■ **The exercise**
Rewrite the lines starting at the one with "the dark brown" and ending at the one with "x=109 y=191", swapping "wooden beam" for "timber beam" and keeping everything else the same.

[Position identification records]

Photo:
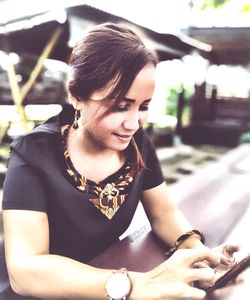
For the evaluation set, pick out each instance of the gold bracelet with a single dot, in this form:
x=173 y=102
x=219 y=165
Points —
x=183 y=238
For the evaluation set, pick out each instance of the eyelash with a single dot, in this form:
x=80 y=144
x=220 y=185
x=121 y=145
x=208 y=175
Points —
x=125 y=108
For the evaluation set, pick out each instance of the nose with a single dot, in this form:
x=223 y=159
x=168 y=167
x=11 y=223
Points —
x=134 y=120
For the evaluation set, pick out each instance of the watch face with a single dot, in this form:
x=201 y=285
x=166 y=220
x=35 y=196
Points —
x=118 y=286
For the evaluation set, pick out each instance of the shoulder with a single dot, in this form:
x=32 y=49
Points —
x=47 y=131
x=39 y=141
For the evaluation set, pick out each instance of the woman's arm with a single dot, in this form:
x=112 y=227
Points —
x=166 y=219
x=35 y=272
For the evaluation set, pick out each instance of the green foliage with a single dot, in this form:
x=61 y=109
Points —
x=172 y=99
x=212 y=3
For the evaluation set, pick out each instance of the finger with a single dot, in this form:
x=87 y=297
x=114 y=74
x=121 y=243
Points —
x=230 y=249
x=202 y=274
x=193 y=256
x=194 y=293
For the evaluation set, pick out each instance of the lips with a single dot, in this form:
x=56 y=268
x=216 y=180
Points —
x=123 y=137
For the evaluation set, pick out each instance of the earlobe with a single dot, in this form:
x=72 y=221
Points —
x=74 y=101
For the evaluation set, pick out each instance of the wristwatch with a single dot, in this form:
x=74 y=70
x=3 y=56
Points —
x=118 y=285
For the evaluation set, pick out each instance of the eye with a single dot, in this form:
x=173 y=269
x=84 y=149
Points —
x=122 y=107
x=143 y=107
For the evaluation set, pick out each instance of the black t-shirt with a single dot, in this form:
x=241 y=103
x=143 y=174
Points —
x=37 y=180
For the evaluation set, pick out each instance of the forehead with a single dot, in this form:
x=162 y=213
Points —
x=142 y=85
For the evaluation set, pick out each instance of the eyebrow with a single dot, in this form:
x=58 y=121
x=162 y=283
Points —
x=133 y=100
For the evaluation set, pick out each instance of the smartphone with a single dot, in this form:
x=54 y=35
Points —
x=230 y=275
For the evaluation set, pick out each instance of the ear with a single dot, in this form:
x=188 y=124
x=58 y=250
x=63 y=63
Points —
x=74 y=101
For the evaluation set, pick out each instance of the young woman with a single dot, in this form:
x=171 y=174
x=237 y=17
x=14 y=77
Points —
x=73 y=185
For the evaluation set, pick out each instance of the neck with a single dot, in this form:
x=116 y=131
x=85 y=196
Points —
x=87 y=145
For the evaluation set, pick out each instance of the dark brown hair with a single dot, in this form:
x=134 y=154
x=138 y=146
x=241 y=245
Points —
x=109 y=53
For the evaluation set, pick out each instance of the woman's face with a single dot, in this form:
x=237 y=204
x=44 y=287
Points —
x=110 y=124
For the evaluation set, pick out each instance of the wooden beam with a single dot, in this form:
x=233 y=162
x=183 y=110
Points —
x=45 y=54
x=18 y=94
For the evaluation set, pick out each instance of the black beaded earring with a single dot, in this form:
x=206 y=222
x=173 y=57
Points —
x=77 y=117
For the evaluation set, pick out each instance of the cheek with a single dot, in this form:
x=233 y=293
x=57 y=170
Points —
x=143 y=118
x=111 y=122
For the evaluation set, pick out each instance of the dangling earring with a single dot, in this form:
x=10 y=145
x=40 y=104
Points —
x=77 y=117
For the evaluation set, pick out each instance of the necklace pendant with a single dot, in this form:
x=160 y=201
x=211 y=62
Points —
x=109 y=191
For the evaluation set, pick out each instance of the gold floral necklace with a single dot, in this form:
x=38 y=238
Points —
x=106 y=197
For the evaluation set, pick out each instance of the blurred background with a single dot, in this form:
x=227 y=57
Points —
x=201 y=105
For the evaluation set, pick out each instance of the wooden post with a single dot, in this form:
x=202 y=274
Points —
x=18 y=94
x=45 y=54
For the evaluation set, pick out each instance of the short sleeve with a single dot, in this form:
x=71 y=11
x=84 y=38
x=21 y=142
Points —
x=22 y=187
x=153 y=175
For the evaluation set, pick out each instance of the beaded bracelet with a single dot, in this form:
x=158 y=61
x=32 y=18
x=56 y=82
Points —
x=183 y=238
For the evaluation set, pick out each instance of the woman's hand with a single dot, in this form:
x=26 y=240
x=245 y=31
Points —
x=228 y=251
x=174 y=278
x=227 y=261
...
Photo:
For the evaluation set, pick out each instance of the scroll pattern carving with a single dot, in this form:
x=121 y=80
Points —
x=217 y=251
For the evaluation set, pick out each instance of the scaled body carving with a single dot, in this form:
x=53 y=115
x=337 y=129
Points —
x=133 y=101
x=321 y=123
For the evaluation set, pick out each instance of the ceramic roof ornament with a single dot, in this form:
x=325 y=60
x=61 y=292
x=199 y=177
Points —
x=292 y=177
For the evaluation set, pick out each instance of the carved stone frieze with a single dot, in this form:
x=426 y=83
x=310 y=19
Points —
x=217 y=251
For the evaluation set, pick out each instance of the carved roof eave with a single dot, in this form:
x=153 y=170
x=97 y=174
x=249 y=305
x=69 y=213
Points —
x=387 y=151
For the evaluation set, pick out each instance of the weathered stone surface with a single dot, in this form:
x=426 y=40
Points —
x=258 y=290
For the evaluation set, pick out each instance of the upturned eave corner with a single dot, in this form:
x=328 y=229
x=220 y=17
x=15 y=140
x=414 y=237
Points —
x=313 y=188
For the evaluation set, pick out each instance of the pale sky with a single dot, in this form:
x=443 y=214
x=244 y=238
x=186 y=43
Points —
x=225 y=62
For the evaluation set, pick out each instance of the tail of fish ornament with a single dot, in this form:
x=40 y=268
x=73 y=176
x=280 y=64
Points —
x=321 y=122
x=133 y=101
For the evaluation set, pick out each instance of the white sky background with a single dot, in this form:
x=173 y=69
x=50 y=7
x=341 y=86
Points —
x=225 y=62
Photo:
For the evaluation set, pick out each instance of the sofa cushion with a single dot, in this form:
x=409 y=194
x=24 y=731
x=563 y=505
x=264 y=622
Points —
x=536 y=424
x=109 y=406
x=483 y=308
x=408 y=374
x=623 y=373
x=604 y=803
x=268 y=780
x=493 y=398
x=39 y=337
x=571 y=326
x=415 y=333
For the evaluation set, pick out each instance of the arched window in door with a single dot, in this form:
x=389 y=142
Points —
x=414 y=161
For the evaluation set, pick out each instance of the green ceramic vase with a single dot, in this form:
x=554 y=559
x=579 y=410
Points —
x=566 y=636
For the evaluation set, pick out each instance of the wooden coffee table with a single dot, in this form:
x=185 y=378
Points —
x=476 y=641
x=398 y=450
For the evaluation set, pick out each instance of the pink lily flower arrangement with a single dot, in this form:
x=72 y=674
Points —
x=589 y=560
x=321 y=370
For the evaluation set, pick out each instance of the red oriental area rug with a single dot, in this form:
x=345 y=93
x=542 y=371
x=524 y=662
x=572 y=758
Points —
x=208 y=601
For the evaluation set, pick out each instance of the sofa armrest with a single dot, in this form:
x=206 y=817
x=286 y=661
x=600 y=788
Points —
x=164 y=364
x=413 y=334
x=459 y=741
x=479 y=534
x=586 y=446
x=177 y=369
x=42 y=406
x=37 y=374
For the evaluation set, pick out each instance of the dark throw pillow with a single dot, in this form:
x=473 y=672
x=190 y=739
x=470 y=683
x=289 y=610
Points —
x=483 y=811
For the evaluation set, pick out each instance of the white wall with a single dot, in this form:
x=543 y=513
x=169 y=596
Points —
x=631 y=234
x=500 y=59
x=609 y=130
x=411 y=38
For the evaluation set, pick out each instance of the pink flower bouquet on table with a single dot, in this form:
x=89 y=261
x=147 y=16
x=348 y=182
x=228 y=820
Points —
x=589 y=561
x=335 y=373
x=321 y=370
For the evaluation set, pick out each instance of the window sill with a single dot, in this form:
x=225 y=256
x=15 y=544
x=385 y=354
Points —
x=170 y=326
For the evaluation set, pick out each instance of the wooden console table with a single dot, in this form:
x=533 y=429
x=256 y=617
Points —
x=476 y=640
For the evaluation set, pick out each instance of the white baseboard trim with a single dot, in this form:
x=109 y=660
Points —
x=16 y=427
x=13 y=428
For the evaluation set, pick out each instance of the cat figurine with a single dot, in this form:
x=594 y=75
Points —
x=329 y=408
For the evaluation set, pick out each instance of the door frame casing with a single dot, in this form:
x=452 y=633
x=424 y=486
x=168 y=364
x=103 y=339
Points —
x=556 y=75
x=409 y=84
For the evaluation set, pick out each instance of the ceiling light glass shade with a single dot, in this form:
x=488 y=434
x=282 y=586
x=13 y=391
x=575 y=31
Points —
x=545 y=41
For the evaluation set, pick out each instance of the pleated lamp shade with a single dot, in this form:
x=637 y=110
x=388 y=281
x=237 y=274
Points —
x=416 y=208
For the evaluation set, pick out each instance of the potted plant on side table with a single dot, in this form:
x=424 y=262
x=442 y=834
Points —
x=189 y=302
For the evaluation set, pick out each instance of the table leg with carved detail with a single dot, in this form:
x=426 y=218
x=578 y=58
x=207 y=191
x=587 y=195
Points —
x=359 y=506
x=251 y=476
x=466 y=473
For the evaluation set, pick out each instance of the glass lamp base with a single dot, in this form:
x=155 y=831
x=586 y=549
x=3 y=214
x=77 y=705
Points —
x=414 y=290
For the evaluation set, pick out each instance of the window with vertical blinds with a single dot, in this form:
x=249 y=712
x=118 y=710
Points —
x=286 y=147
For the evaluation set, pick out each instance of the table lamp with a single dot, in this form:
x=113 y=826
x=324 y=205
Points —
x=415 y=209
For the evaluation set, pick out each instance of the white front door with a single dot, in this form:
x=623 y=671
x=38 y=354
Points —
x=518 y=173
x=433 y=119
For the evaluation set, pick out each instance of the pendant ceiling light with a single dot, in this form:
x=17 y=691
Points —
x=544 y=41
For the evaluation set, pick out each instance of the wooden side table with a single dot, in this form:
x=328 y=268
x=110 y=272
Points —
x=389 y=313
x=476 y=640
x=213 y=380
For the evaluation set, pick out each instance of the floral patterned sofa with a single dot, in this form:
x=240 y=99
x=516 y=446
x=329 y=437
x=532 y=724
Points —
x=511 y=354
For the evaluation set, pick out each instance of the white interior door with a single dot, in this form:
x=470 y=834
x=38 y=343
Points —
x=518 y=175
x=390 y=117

■ **Response**
For the evaluation set, pick out each instance of the dark brown hair with a single dot, in this form:
x=134 y=154
x=138 y=146
x=241 y=245
Points —
x=109 y=53
For the evaluation set, pick out each instance of the woman's face with a single dot, in this form:
x=237 y=204
x=44 y=287
Points —
x=110 y=124
For the evaluation set, pick out each instance of the timber beam with a single dot, in this form:
x=233 y=162
x=183 y=110
Points —
x=45 y=54
x=18 y=94
For the evaluation set, pick out each instance of the black beaded earring with a single dot, in this form:
x=206 y=222
x=173 y=57
Points —
x=77 y=117
For the evaluation set, pick out each instance of the cheek with a single dot, in this form:
x=233 y=293
x=57 y=170
Points —
x=143 y=118
x=111 y=122
For the evaluation set, pick out each instance of the dangling earring with a single dot, in this form:
x=10 y=145
x=40 y=104
Points —
x=77 y=117
For the evaluation set, pick out each instance of the necklace pendant with a single dot, in this form:
x=160 y=201
x=211 y=62
Points —
x=109 y=191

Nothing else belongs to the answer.